▶ [Data records]
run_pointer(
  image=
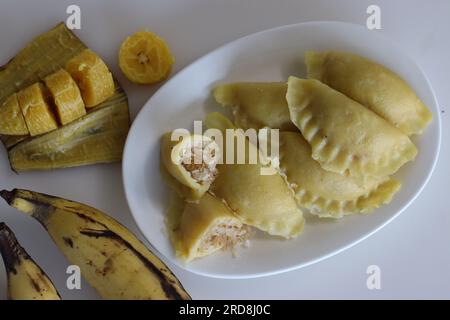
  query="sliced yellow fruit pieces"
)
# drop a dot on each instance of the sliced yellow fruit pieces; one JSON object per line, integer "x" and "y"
{"x": 68, "y": 102}
{"x": 145, "y": 58}
{"x": 11, "y": 118}
{"x": 34, "y": 103}
{"x": 92, "y": 77}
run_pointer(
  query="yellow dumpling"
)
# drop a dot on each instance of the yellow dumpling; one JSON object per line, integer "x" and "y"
{"x": 325, "y": 193}
{"x": 256, "y": 104}
{"x": 259, "y": 200}
{"x": 201, "y": 229}
{"x": 372, "y": 85}
{"x": 346, "y": 137}
{"x": 190, "y": 162}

▶ [Exercise brief]
Take the line that contains "# drop a dot on each instance of the yellow" and each line after it through the end of the records, and repeat them all exactly. Nothing else.

▶ [Answer section]
# drop a dot on each instance of the yellow dumpling; one JSON object per line, integer "x" and "y"
{"x": 325, "y": 193}
{"x": 256, "y": 104}
{"x": 259, "y": 200}
{"x": 201, "y": 229}
{"x": 372, "y": 85}
{"x": 346, "y": 137}
{"x": 190, "y": 162}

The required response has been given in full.